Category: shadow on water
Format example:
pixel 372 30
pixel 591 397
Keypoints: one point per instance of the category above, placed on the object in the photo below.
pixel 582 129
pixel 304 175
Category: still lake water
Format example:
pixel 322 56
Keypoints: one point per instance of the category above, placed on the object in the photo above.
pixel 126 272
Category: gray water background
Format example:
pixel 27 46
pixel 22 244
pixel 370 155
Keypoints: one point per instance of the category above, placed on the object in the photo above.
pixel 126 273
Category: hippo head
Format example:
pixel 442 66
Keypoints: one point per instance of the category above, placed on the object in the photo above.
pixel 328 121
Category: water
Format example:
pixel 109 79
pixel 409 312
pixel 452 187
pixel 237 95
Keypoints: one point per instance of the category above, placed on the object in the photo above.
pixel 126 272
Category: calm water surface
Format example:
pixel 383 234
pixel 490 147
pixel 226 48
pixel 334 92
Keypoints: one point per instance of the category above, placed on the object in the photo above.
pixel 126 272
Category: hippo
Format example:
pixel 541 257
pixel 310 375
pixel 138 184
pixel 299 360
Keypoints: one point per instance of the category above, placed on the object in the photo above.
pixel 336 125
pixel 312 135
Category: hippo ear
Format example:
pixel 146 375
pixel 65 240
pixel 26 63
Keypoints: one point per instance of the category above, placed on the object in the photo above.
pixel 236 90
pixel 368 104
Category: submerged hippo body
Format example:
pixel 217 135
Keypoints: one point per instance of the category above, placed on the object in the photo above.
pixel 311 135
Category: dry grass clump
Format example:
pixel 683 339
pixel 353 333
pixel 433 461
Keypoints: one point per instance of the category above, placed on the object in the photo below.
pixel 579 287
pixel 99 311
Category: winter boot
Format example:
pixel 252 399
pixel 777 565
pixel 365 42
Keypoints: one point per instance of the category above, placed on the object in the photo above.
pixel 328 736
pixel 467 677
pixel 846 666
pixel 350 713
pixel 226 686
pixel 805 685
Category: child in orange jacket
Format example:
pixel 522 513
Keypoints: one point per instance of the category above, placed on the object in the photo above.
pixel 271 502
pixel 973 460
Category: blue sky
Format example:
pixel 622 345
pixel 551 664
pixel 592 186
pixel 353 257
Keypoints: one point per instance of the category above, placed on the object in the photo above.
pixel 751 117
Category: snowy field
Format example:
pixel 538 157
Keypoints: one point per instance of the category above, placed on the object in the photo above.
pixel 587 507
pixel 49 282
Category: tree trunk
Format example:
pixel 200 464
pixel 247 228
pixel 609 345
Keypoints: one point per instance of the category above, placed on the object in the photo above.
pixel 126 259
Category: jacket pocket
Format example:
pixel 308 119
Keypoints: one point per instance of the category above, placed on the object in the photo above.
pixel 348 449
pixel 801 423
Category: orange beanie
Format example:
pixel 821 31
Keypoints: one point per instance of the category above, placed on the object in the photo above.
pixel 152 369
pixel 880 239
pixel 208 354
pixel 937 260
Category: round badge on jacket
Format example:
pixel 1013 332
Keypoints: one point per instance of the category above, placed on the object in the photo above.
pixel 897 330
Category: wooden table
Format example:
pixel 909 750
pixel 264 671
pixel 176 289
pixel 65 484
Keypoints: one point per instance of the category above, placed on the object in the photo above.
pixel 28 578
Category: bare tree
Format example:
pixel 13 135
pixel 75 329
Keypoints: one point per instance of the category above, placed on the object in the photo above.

****

§ Your objective
Copy out the data above word for word, keeping every line in its original order.

§ Completed task
Category: shadow on water
Format example:
pixel 372 30
pixel 591 397
Keypoints: one point per instance of the category above, placed on the object in the photo below.
pixel 582 129
pixel 304 175
Category: still lake water
Format example:
pixel 322 56
Keypoints: one point per instance of the category above, placed on the object in the photo above.
pixel 126 272
Category: gray water background
Format example:
pixel 27 46
pixel 22 244
pixel 370 155
Keypoints: one point per instance of the category above, placed on the object in the photo above.
pixel 126 273
Category: hippo head
Format example:
pixel 442 66
Keypoints: one point per instance of the category above, placed on the object in the photo above.
pixel 328 121
Category: water
Format example:
pixel 109 79
pixel 409 312
pixel 452 187
pixel 237 95
Keypoints: one point per instance of the category above, placed on the object in the photo above.
pixel 126 272
Category: calm water surface
Format example:
pixel 383 234
pixel 490 147
pixel 226 48
pixel 334 92
Keypoints: one point per instance of the category above, placed on the object in the photo above.
pixel 126 272
Category: hippo
Format example:
pixel 541 257
pixel 310 375
pixel 138 184
pixel 299 360
Keypoints: one point per instance of the category above, placed on the object in the photo above.
pixel 336 125
pixel 312 135
Category: hippo ear
Format example:
pixel 146 375
pixel 65 240
pixel 26 63
Keypoints: one point per instance of the category above, placed on the object in the photo above.
pixel 236 90
pixel 368 104
Category: submerged hippo body
Format example:
pixel 217 135
Keypoints: one point per instance of the category above, placed on the object in the photo above.
pixel 311 135
Category: dry grass clump
Format example:
pixel 683 339
pixel 353 333
pixel 433 461
Keypoints: one point per instance of the category above, placed on the object in the photo below.
pixel 579 287
pixel 99 311
Category: winter boot
Format example:
pixel 252 399
pixel 777 565
pixel 365 42
Keypoints: one point per instance of the category above, placed on the object in the photo above.
pixel 328 736
pixel 467 677
pixel 846 666
pixel 350 713
pixel 226 686
pixel 805 685
Category: child in orange jacket
Format example:
pixel 522 513
Keypoints: one point per instance of the category above, placed on the object in the photo above.
pixel 271 502
pixel 973 460
Category: blue sky
Format example:
pixel 622 345
pixel 551 664
pixel 592 186
pixel 353 257
Keypoints: one point per instance of the category above, placed on the object in the photo above.
pixel 751 117
Category: snowy field
Format example:
pixel 538 157
Keypoints: one point per instance of the category above, placed on the object in the photo above.
pixel 587 507
pixel 49 282
Category: tree trunk
Format example:
pixel 200 464
pixel 247 228
pixel 609 345
Keypoints: one point per instance of the category above, placed on the object in the photo above.
pixel 126 259
Category: jacket pocket
Format example:
pixel 308 119
Keypoints: one point per instance of the category above, placed on the object in the photo above.
pixel 348 449
pixel 801 423
Category: orange beanie
Format example:
pixel 821 31
Keypoints: one point per instance of the category above, placed on the object in the photo above.
pixel 152 369
pixel 880 239
pixel 208 354
pixel 937 260
Category: round badge on jacket
Format example:
pixel 1013 332
Keypoints: one point per instance of the category above, placed on the object in the photo above.
pixel 897 330
Category: wooden table
Format example:
pixel 909 750
pixel 264 671
pixel 176 289
pixel 65 484
Keypoints: one point per instance of the category above, placed on the object in the photo above.
pixel 28 578
Category: bare tree
Format example:
pixel 13 135
pixel 75 329
Keypoints: one point per instance of the category above, placed on the object in the photo above.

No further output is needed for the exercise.